*** Enregistrements fournis ***

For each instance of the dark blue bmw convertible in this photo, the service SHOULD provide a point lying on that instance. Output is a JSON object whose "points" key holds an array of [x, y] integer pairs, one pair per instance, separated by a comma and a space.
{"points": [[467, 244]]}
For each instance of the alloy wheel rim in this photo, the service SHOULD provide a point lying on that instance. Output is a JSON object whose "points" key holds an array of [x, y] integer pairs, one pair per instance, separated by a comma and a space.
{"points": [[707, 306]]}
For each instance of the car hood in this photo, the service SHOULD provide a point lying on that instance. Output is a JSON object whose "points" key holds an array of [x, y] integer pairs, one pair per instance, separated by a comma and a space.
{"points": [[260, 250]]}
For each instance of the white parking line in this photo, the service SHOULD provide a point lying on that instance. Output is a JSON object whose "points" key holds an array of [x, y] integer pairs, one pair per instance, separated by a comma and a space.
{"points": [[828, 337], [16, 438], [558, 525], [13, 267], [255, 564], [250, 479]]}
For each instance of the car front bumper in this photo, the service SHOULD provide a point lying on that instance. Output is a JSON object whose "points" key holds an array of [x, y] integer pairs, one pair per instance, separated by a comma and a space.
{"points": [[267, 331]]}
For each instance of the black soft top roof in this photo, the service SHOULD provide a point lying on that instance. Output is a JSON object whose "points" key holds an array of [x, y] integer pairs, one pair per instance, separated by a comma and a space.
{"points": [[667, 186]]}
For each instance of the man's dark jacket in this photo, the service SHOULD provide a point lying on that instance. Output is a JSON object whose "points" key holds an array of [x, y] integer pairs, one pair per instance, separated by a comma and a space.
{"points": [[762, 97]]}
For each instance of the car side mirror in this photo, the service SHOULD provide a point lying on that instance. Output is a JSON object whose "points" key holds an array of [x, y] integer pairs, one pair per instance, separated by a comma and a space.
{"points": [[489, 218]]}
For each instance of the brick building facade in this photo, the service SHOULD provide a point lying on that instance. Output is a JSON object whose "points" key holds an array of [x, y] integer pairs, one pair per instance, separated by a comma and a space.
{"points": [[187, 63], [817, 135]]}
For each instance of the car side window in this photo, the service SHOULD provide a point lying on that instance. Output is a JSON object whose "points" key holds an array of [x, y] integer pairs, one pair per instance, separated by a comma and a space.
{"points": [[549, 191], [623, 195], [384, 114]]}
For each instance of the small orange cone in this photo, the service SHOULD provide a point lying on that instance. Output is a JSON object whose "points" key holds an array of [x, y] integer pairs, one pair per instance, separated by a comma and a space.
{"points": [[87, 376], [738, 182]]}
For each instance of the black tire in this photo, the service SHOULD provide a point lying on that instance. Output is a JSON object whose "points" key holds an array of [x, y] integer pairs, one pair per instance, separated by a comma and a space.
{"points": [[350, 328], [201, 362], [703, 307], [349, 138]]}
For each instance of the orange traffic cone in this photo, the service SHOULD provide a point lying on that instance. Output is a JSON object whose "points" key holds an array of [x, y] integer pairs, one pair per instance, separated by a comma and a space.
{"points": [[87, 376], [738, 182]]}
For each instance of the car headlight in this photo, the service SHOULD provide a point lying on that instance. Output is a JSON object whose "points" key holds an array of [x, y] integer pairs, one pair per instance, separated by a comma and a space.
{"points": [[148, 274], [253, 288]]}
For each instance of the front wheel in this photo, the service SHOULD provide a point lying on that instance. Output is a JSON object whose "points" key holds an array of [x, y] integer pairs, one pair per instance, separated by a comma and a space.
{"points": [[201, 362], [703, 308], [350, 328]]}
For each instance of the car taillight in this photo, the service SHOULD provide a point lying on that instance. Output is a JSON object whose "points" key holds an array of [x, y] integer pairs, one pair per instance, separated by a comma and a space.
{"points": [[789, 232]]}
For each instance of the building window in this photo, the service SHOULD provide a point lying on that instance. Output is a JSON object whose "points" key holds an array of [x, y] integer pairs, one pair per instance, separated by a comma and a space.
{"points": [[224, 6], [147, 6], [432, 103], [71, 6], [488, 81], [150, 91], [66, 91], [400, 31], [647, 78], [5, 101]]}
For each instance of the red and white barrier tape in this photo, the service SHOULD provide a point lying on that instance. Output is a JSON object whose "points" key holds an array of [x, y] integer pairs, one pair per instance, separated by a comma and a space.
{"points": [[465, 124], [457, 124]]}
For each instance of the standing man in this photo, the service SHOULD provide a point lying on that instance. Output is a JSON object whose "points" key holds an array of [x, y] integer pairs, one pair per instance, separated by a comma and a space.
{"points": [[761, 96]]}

***

## Consignes de la tâche
Recopiez à l'identique l'ensemble des enregistrements ci-dessus, sans en omettre aucun.

## Résultat de l'exercice
For each instance of the dark blue bmw convertible in this photo, the service SHOULD provide a point lying on that instance. Output is a JSON object whose "points" key holds an array of [x, y] integer pairs, one pair per instance, separated by a comma and a space.
{"points": [[467, 244]]}
For each instance of the alloy wheel rim in this photo, the service SHOULD provide a point lying on that instance. Output is a JSON object whose "points" key holds an array of [x, y] integer pairs, one pair per instance, separated by a comma and a space.
{"points": [[707, 306]]}
For each instance of the car hood in this photo, the service SHOULD provide a point lying on that instance. Output is a JSON object whose "points" key holds an array of [x, y] integer pairs, one pair per instance, separated by a comma and a space.
{"points": [[260, 250]]}
For each instance of the white parking line in this photo, the service SHOULD provide a point lying on that instance. Output is a JSON object whose "points" key holds an array of [x, y] integer pairs, one pair per instance, separated by a comma and a space.
{"points": [[828, 337], [16, 438], [558, 525], [13, 267], [255, 564], [250, 479]]}
For each instance of the car front bumper in this photo, the service SHOULD provide a point lying on that instance. Output is a JSON object whose "points" key holds an array of [x, y] integer pairs, one pair per instance, separated by a comma and a space.
{"points": [[267, 331]]}
For each instance of the black soft top roof in this photo, the service SHOULD provide a point lying on that instance. Output is a JSON object whose "points" key holds an array of [x, y] integer pairs, one pair per instance, separated by a comma and a space.
{"points": [[667, 186]]}
For each instance of the man's dark jacket in this photo, the service SHOULD provide a point lying on that instance. Output is a JSON object whose "points" key holds an array of [x, y] integer pairs, one pair per instance, separated by a comma and a space.
{"points": [[762, 97]]}
For each instance of the car side mirror in this photo, the service SHOULD provide a point lying on that instance. Output is a JSON object whose "points" key holds an array of [x, y] integer pairs, one pair per instance, separated by a comma and a space.
{"points": [[489, 218]]}
For each instance of the brick building facade in this photo, the service SHOULD provide a point lying on that instance. Output is a JSON object whose "points" key holds an array of [x, y] integer pairs, one pair per instance, separated by a comma and a space.
{"points": [[187, 63], [817, 135]]}
For each instance of the car side window in this photo, the service SHOULD provide a point lying on that instance. Output is a JSON object whose "points" key holds an array of [x, y] integer pairs, one pair per instance, separated by a comma and a space.
{"points": [[549, 191], [623, 195], [384, 114]]}
For each instance of the small orange cone in this photo, the service SHOULD provide a point lying on that instance. Output is a JSON object whose "points" key holds an array of [x, y] integer pairs, one pair per instance, separated by a comma and a space.
{"points": [[87, 376], [738, 182]]}
For each instance of the black tire in this photo, the service SHOULD provide a point lying on that instance. Output is a JSON object whose "points" key holds an array of [x, y] integer pairs, one pair per instance, separated by a comma and a space.
{"points": [[350, 328], [201, 362], [703, 307], [349, 138]]}
For each instance of the orange traffic cone in this photo, the service SHOULD provide a point lying on that instance. Output is a JSON object whose "points" key holds an array of [x, y] integer pairs, one pair per instance, separated by a comma and a space.
{"points": [[87, 376], [738, 182]]}
For each instance of the car headlight in this photo, the service SHOULD provide a point lying on that instance. Output is a JSON object whose "points" key holds an array of [x, y] integer pairs, one pair per instance, separated by a comma and a space.
{"points": [[148, 274], [253, 288]]}
For each instance of the front wheel in this photo, the service SHOULD provide a point lying on that instance. Output is a JSON object whose "points" key holds an array of [x, y] integer pairs, one pair per instance, separated by a comma and a space.
{"points": [[201, 362], [703, 308], [350, 328]]}
For each instance of the car taillight in this photo, the service SHOULD provide a point lying on that instance. Output is a JSON object whose "points" key holds an array of [x, y] integer pairs, one pair per instance, separated by a comma and a space.
{"points": [[789, 232]]}
For each instance of the building window in this photo, the service SHOULD provide a point lying on that instance. Output is a JSON object whose "points" key holds an array of [x, y] integer pairs, one pair per instance, separated by a comma and a space.
{"points": [[224, 6], [147, 6], [432, 103], [71, 6], [488, 81], [150, 91], [66, 91], [400, 31], [647, 78], [5, 101]]}
For each instance of the red and white barrier tape in this photo, the service SHOULD provide a point lying on that instance. Output is a JSON object whose "points" key holds an array of [x, y] integer pairs, one pair per instance, separated by a comma and a space.
{"points": [[465, 124], [457, 124]]}
For each instance of the standing man in this photo, the service SHOULD provide a point lying on that instance. Output is a JSON object whose "points" key holds an array of [x, y] integer pairs, one pair per instance, separated by a comma and a space.
{"points": [[761, 96]]}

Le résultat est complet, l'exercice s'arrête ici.